Prompt A:
Summarize the piece on The Hypo in two sentences.
Prompt B:
Reproduce the part of the piece on The Hypo starting with "NVS: Well, it’s" and going on through "Yeah, yeah, yeah.".

Noah Van Sciver's The Hypo: The Melancholic Young Lincoln is exactly the kind of graphic novel that only Fantagraphics would publish. It's the fact-based story of Mr. Lincoln at the most "indie comic hero" point in his life. Lincoln was struggling both professionally and personally in all matters of life and love, eventually plummeting into a pit of borderline-suicidal depression. Van Sciver's story concentrates on the moments that made the great man human. In simple-yet-detailed and heavily crosshatched illustrations we experience Lincoln's awkwardness, his loneliness, his disappointments, his self-doubt, and most importantly, his love of Mary Todd in a way that makes him completely accessible and relatable to readers of Daniel Clowes, Jeffrey Brown, Harvey Pekar and other books in the Fantagraphics library. With this book Van Sciver proves himself to be not only a talented writer and cartoonist, but a storyteller who can infuse truth and humanity into a subject that in another's hands, runs the risk of being stuffy, dry, or worst of all, boring.
I sat down with Van Sciver at this year's BEA in New York to talk about why he chose to tell this story, the research that went into it and what he hopes readers will take from Mr. Lincoln's uncomfortable exploits.
After the interview, be sure to check out an exclusive preview of The Hypo!
MTV Geek: Who is Abe Lincoln in your book?
NVS: He’s just a young man from nothing, basically...you know, struggling to make something of himself; that was the most intriguing part of doing a book about this Lincoln in particular is I wanted to deal with who he was before he was a president and not deal with the politics at all, just as a person...I wanted to try and portray, who he was as a person in that era.
Geek: Why do you think that’s important to do?
NVS: Because it hasn’t been focused on really, you know? I mean, if you go to a Barnes and Noble or something, there’s like eight hundred Lincoln books, but they’re all basically the same thing, you know? And so, I wanted to do something completely different with that in it, just shed light on who he was. Because it’s important to see who he became, or I should say how he became is more spectacular when you think about who he was, and where he came from, because I don’t even know if that’s possible anymore, to come from nothing and then become a president, you know? It’s changed a lot.
Geek: And what brought you to this?
NVS: Well, it’s just being interested in history. Then also just being interested in that kind of, depression, I guess, right?
NVS: I mean, that’s interesting too. (laughs)
Geek: You know, when I read it, Lincoln in this, it’s clearly an alternative, indie comic, and...
NVS: Yeah, yeah, yeah.
Geek: ...Lincoln almost feels like the perfect—-this Lincoln, young Lincoln—-feels like the perfect indie comic character...
NVS: (laughs) Uh-huh, I guess that’s true.
Geek: ...you know? He could be a Daniel Clowes character and he--
Geek: Do you think that’s a fair assessment of it and do you think that’s maybe why--
NVS: It is, it’s definitely an indie book (laughs). I mean, I knew that... Um, wait, what was the question? I’m sorry...

Source data:
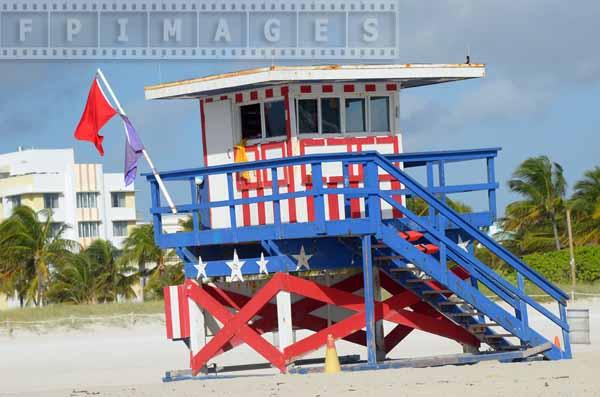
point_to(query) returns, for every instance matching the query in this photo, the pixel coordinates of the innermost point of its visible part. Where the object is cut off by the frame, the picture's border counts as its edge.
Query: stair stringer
(432, 267)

Right answer A:
Noah Van Sciver's graphic novel The Hypo: The Melancholic Young Lincoln tells the fact-based story of a young Lincoln who struggled professionally and personally and fell into a deep depression. In an interview at BEA in New York, Van Sciver says he wanted to portray Lincoln as a person before he became president and leave politics aside, because that side of him hasn't really been the focus of other books.

Right answer B:
NVS: Well, it’s just being interested in history. Then also just being interested in that kind of, depression, I guess, right?
NVS: I mean, that’s interesting too. (laughs)
Geek: You know, when I read it, Lincoln in this, it’s clearly an alternative, indie comic, and...
NVS: Yeah, yeah, yeah.